--- Start Record list ---

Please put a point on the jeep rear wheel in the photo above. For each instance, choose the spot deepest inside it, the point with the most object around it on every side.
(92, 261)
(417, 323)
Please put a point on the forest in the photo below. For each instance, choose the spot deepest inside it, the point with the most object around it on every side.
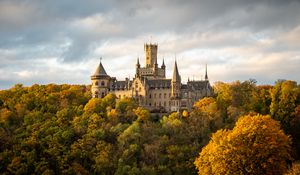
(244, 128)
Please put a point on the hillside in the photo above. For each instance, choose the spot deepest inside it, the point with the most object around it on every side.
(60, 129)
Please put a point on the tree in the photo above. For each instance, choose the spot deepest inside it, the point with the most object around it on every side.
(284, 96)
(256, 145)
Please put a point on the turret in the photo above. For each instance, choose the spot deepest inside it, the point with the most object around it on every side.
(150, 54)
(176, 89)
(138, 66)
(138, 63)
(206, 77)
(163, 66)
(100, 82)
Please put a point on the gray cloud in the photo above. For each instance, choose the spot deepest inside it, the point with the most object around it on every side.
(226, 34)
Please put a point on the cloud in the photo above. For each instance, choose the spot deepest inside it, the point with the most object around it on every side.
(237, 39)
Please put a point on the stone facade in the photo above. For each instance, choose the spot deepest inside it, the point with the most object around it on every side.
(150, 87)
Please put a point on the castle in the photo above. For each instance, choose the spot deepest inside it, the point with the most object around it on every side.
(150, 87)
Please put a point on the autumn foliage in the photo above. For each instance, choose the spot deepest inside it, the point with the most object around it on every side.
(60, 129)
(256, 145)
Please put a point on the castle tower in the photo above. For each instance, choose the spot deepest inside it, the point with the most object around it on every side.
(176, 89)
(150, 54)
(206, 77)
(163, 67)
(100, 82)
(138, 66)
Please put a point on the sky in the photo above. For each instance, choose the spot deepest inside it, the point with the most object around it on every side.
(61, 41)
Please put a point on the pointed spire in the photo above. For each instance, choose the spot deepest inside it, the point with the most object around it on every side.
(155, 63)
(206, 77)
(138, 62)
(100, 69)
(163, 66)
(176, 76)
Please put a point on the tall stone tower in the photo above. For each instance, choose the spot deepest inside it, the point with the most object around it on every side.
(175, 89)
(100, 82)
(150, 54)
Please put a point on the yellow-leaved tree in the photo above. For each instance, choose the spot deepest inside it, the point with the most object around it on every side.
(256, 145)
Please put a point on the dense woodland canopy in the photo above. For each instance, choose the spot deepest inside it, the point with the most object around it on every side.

--- End Record list ---

What you need to do >> Copy every record above exactly, leaving out the pictures.

Correct answer >>
Please put a point on the jeep rear wheel in the photo above. For each instance, choose the spot deepest inside it, the point with the most object around it on every side.
(92, 261)
(417, 323)
Please put a point on the forest in the photo below. For each instance, choose the spot deepest inside it, the point with the most object around it on every side.
(244, 128)
Please put a point on the hillside in the photo above. For each instance, choose the spot deepest inside it, the point with the most object around it on every side.
(60, 129)
Please put a point on the tree in the photo above. For each instance, choose the spot deepest inside it, the point with the most object around it on every side.
(284, 96)
(256, 145)
Please put a point on the turret in the photo above. For each instance, choose the spot deepest inside it, the point with the most object around it on every side.
(150, 54)
(176, 89)
(138, 66)
(138, 63)
(206, 77)
(163, 66)
(100, 82)
Please put a point on the gray cloud in the photo above. For each instance, choose the spot deepest inside it, the point with the most object around it on every side.
(226, 34)
Please put a point on the cloud in the photo above. For each instance, choose the spot deepest inside it, the point with the most object around it on every side.
(237, 39)
Please put a point on the stone facade in the photo above. For each instance, choose the spot deepest inside it, the point with the most object around it on every side.
(150, 87)
Please put a point on the castle in the photo above. For each instance, choose the spot deepest inside it, the point with the most object around it on every side.
(150, 87)
Please put a point on the autumn foliage in the photo above. For each instance, choose the spot deepest inside it, the point with the most object around it on every side.
(60, 129)
(256, 145)
Please put a point on the castle tower in the photo above. For each instance, choose the spot deepest inside it, the point with the most object around it on every side.
(176, 89)
(150, 54)
(206, 77)
(163, 67)
(100, 82)
(138, 66)
Please put a point on the sky in the photo above. For each instance, choose the spot deepest inside it, the point with the most object around it on every side.
(61, 41)
Please put a point on the pointed spire in the photo above. For each instance, choose the spot deepest inside it, the point with the most object around it on every side.
(155, 63)
(206, 77)
(138, 62)
(100, 69)
(163, 66)
(176, 76)
Please put a point on the tall stone tower in the photo above. For each instance, choose the spot deepest inside it, the point with the most object around it on every side.
(175, 89)
(100, 82)
(150, 54)
Please put a point on the yellow-leaved tree in the photo above. For each instance, choose the spot deepest inside it, the point with the most object around it on every side.
(256, 145)
Please put a point on the dense woodland canopy in the photo above. For each instance, choose the spot deepest inside it, the point with the most object around it on every side.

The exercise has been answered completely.